Reproduce every one of the entries below verbatim and in full, omitting the pictures from your output.

+++

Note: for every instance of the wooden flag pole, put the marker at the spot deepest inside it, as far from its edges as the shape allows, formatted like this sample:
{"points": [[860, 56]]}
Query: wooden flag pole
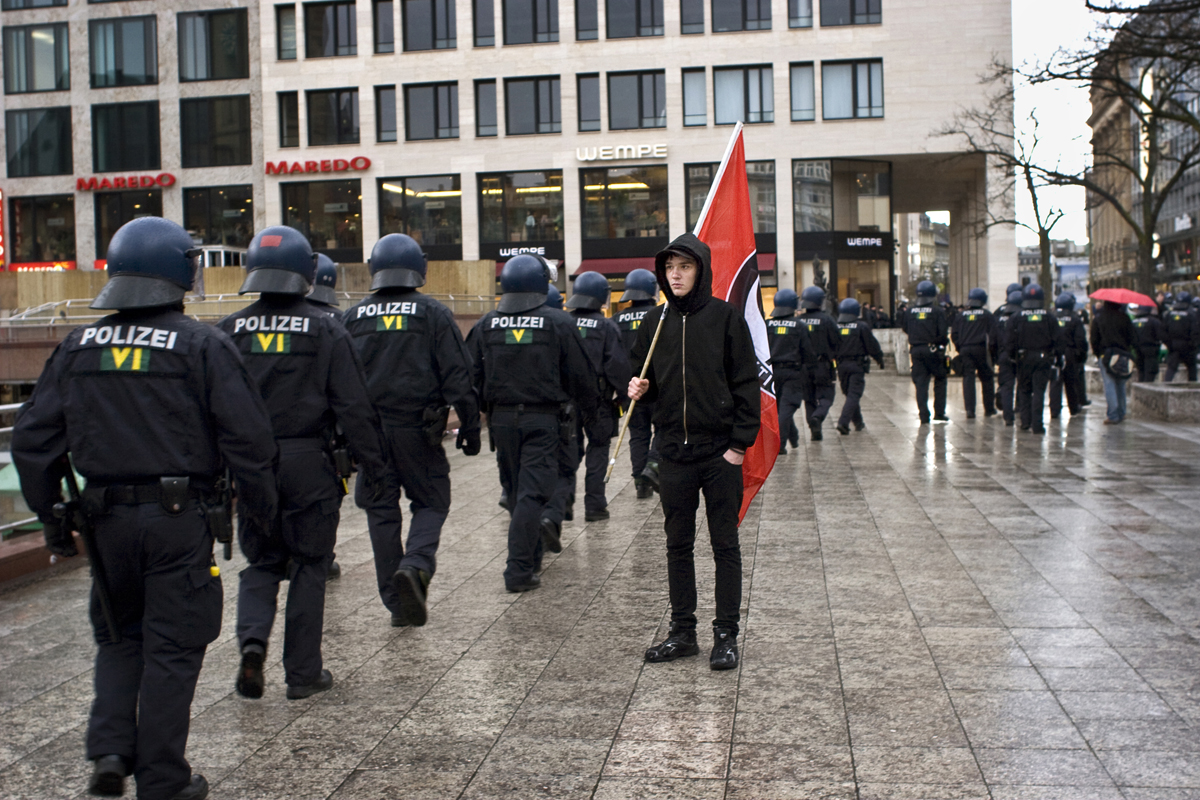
{"points": [[629, 414]]}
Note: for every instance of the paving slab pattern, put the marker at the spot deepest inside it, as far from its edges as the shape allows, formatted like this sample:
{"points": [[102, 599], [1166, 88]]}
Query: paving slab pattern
{"points": [[947, 612]]}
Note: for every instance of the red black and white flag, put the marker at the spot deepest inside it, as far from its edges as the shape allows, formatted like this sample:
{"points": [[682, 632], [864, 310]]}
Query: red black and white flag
{"points": [[726, 226]]}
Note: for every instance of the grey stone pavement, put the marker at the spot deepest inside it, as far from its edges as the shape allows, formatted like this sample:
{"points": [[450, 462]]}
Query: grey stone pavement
{"points": [[929, 612]]}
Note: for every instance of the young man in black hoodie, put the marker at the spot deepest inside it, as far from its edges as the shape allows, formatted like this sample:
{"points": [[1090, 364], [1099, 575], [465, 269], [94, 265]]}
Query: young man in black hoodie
{"points": [[703, 378]]}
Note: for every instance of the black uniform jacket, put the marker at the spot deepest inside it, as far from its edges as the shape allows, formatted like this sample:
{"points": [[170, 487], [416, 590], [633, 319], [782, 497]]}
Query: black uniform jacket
{"points": [[143, 395], [703, 373], [414, 358]]}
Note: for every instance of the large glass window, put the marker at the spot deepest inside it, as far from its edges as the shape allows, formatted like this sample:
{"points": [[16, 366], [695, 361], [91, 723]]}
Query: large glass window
{"points": [[36, 58], [741, 14], [637, 100], [125, 137], [803, 98], [215, 131], [430, 25], [521, 206], [850, 12], [532, 106], [431, 112], [220, 215], [743, 94], [589, 102], [214, 46], [851, 89], [531, 20], [329, 214], [124, 52], [330, 29], [114, 209], [334, 116], [628, 18], [485, 108], [429, 209], [41, 229]]}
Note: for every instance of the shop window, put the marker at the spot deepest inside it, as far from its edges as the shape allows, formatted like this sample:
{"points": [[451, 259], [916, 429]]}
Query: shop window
{"points": [[431, 112], [125, 137], [124, 52], [36, 58], [330, 29], [429, 209], [41, 229], [533, 106], [329, 214], [334, 116], [531, 20], [220, 215], [114, 209], [521, 206], [39, 142]]}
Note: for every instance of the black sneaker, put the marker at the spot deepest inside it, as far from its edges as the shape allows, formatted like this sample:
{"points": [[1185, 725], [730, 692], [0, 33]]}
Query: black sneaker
{"points": [[108, 777], [551, 535], [725, 649], [250, 675], [322, 684], [412, 585], [678, 644]]}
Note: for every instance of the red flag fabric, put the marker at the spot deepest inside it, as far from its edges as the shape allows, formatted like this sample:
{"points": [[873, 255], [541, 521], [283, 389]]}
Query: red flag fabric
{"points": [[726, 226]]}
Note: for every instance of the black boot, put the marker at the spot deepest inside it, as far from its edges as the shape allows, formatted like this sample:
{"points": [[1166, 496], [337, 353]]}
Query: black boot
{"points": [[725, 649], [678, 644]]}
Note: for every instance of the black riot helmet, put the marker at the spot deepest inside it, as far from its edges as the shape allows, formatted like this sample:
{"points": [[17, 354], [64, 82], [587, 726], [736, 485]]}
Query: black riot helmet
{"points": [[591, 292], [151, 262], [279, 262], [525, 282], [640, 284], [396, 260], [325, 282]]}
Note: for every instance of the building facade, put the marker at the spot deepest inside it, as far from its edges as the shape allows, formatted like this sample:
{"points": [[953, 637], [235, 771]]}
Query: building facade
{"points": [[585, 130]]}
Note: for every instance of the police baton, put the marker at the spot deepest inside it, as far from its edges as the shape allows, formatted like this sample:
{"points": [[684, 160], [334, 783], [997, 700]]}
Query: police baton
{"points": [[629, 414]]}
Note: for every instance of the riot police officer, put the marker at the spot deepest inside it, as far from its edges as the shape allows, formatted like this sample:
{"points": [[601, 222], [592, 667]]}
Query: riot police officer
{"points": [[972, 332], [1182, 329], [819, 376], [790, 352], [150, 405], [305, 367], [528, 362], [1033, 343], [642, 294], [1150, 337], [1069, 374], [928, 336], [417, 367], [856, 347]]}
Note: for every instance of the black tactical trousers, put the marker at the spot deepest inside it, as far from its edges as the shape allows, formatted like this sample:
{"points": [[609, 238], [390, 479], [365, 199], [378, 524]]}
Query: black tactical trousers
{"points": [[424, 475], [299, 548], [527, 453], [929, 364], [853, 384], [976, 362], [167, 606], [681, 486]]}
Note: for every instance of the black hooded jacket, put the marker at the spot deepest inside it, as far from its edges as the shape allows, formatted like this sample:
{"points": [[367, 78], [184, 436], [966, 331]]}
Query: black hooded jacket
{"points": [[703, 373]]}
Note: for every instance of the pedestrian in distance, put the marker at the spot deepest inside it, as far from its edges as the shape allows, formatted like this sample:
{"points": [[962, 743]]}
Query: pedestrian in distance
{"points": [[304, 365], [703, 377], [528, 365], [417, 368], [791, 352], [151, 407], [856, 348]]}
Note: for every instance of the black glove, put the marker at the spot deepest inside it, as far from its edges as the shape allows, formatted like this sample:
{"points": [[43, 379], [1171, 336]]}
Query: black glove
{"points": [[468, 441], [59, 540]]}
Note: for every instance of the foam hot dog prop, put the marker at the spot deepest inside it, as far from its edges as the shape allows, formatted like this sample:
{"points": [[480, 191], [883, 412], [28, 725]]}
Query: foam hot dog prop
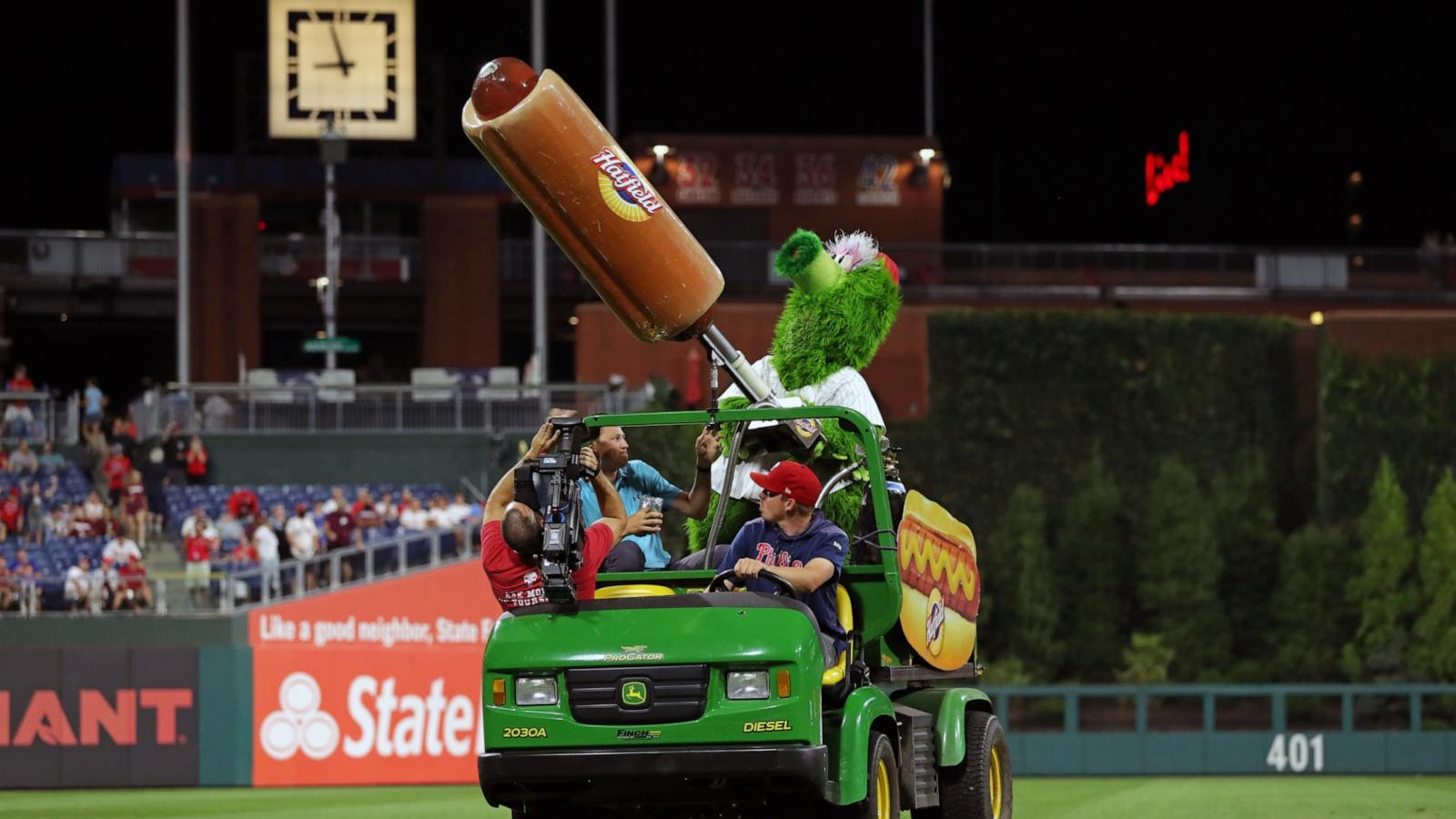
{"points": [[939, 581], [592, 198]]}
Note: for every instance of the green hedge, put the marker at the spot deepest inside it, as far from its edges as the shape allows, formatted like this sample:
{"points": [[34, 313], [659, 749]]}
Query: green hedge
{"points": [[1023, 397], [1400, 407]]}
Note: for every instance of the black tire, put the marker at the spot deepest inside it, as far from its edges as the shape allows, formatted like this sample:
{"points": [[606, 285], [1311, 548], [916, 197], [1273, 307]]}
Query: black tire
{"points": [[980, 785], [881, 784]]}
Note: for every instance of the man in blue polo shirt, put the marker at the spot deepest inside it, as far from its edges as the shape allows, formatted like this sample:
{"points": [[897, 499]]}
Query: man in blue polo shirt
{"points": [[642, 544], [798, 544]]}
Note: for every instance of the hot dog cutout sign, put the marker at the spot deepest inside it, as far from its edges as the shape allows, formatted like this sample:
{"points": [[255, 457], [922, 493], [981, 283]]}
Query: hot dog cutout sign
{"points": [[939, 581]]}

+++

> THE SOLUTION
Note: for every instance of the wooden flag pole, put the marker at the spot deepest inside it, as far from its edges as the shape allows, formatted like this sample:
{"points": [[860, 56]]}
Query: wooden flag pole
{"points": [[629, 414]]}
Note: for every instance of the paving slab pattern, put the marker at the spot deepest inside it, as far from its edges as the shape allows, formatted like this sample:
{"points": [[102, 599], [1166, 88]]}
Query: paving slab pattern
{"points": [[947, 612]]}
Note: for every instance of the red black and white flag, put the marker at the spot deepest inside it, as far from its edges as the shape allows, formatted like this sample:
{"points": [[682, 632], [864, 310]]}
Query: red black and white flag
{"points": [[726, 226]]}
Note: for every instance of the grey stone pavement, put the marker at the spot deepest inside it, as far from its edges as the shape allows, formatted like this sample:
{"points": [[450, 462]]}
Query: grey stone pavement
{"points": [[929, 612]]}
Note: for every instance of the young man in black hoodie, put the marker at the spot deepest inside it, as far from its edges as the shape allows, formatted like this sample:
{"points": [[1090, 364], [1099, 575], [465, 269], [94, 265]]}
Query: young man in black hoodie
{"points": [[703, 378]]}
Note: for every instance of the black uniform jacket, put the marker at the spot deepest inside it, as far from its edges as the shape allows, formatted like this sample:
{"points": [[170, 487], [416, 590], [633, 319], [782, 497]]}
Query: black uniform jacket
{"points": [[143, 395], [703, 373], [414, 358]]}
Note: for every instance of the large glass window, put the marker at the spot deepest inside it, as far from its edges as the shape allows, formatted like this sample:
{"points": [[16, 366], [695, 361], [91, 723]]}
Query: large glass window
{"points": [[36, 58], [741, 14], [637, 100], [125, 137], [803, 98], [215, 131], [430, 25], [521, 206], [850, 12], [532, 106], [431, 112], [220, 215], [743, 94], [589, 102], [214, 46], [851, 89], [531, 20], [329, 214], [124, 52], [330, 29], [114, 209], [334, 116], [628, 18], [485, 108], [429, 209], [41, 229]]}
Note: for every instance of the shop window, put the marker at the spot deepest inside it, as far from its edges as the shape allows, formatted like this sample:
{"points": [[451, 259], [916, 429]]}
Query: shop window
{"points": [[431, 112], [125, 137], [124, 52], [36, 58], [330, 29], [429, 209], [41, 229], [533, 106], [329, 214], [334, 116], [531, 20], [220, 215], [114, 209], [521, 206], [39, 142]]}
Note: for every instance of the black sneaker, put the marker at the spot deepest inside it, as far from its edges as the shape allows, formatted like this sample:
{"points": [[1185, 725], [730, 692], [0, 33]]}
Query: black sneaker
{"points": [[108, 777], [551, 535], [725, 649], [250, 675], [322, 684], [412, 585], [678, 644]]}
Note: for every instance of the red flag fabric, put the marker at the spot deepest inside it, as far from its edges as the shape allows, formatted like this sample:
{"points": [[873, 255], [541, 521], [283, 389]]}
Query: red flag fabric
{"points": [[726, 226]]}
Note: for every instance of the black boot, put the marker at the spot deepest inside it, as far from its edges as the shape allows, formatted like this sample:
{"points": [[1166, 496], [337, 353]]}
Query: black boot
{"points": [[725, 649], [678, 644]]}
Note: for every instance of the black riot helmet, put the marker at the spot deepest inside it, as far from its edges as the shape allows, formatted like this sample:
{"points": [[17, 354], [64, 82], [587, 726], [736, 485]]}
Query: black riot helmet
{"points": [[591, 292], [151, 262], [279, 262], [525, 282], [640, 284], [396, 260], [325, 282]]}
Note: for every instance of the building facade, put the marker at the spot deepest inside it, as far from its edges as the shape allows, formatted like this sample:
{"points": [[953, 637], [235, 771]]}
Query: building facade
{"points": [[585, 130]]}
Note: for every instance of the police baton, put the marker at the spot deepest inside it, as far from its edges as the shape allows, formatted like this sample:
{"points": [[684, 160], [334, 783], [997, 700]]}
Query: police baton
{"points": [[629, 414]]}
Note: for every instance of the riot police officer, put the marker at the spot deepest inside it, as far from its edges as the shape allows, formatted like this sample:
{"points": [[601, 222], [592, 667]]}
Query: riot police officer
{"points": [[972, 332], [1182, 329], [819, 376], [790, 352], [150, 405], [305, 367], [528, 362], [1033, 343], [642, 294], [1150, 337], [1069, 374], [928, 336], [417, 367], [856, 347]]}
Note: for every instance of the black tactical trousers, put the marker at the spot deepest inside it, as far from its edges as the shape allows, formatted like this sample:
{"points": [[609, 238], [390, 479], [365, 199], [378, 524]]}
Query: black tactical trousers
{"points": [[424, 475], [299, 548], [527, 453], [929, 364], [853, 384], [976, 362], [167, 606], [681, 486]]}
Note: for every instance of the black hooded jacket, put the marker at the spot deepest inside it, as far from its edges as the shape allows, formatted like this sample:
{"points": [[367, 78], [184, 436], [966, 331]]}
Query: black hooded jacket
{"points": [[703, 373]]}
Note: for every instance of the pedestrian in distance, put the marker at the spot deepest inside it, as far from its edges as the shape allows, formatted like this sample:
{"points": [[962, 743]]}
Query: pedestrian in distance
{"points": [[304, 365], [703, 377], [528, 365], [417, 368], [791, 352], [151, 407], [856, 348]]}
Note: for every instance of the black glove, put the marker at the spot deepest inside it, as far from its edges as the shape allows, formatted like this sample:
{"points": [[43, 379], [1171, 336]]}
Query: black glove
{"points": [[468, 441], [59, 540]]}
Note: for every instance of the foam hot dog prop, put the marker at the spot deepest inside it, as far from its edges as the shape allows, formatted like this sample:
{"points": [[480, 191], [883, 412], [28, 725]]}
Query: foam hot dog prop
{"points": [[939, 581], [592, 198]]}
Note: for every instance of the green hedge, put the marker at the spot deepest inside it, as far from its edges as the shape allows, formatted like this sample:
{"points": [[34, 313], [659, 749]]}
Query: green hedge
{"points": [[1023, 397], [1400, 407]]}
Note: for every instance of the black tire, put the marker at the spot deepest inside it, as far from its edges as the shape allows, formatted like this sample:
{"points": [[606, 285], [1311, 548], [916, 197], [1273, 307]]}
Query: black tire
{"points": [[980, 785], [881, 784]]}
Note: for every instance of the man in blue polo shirt, put the marker at the spot deepest inside it, as far from its edges as the shape allows, formatted like this sample:
{"points": [[897, 499]]}
Query: man in blue polo shirt
{"points": [[642, 544], [798, 544]]}
Note: for every instance of the hot dog cutout sign, put the marker at the spot deepest inside it, as far from its edges as the shape allows, formatted like this sample:
{"points": [[255, 457], [922, 493], [981, 283]]}
Query: hot dog cutout sign
{"points": [[939, 581]]}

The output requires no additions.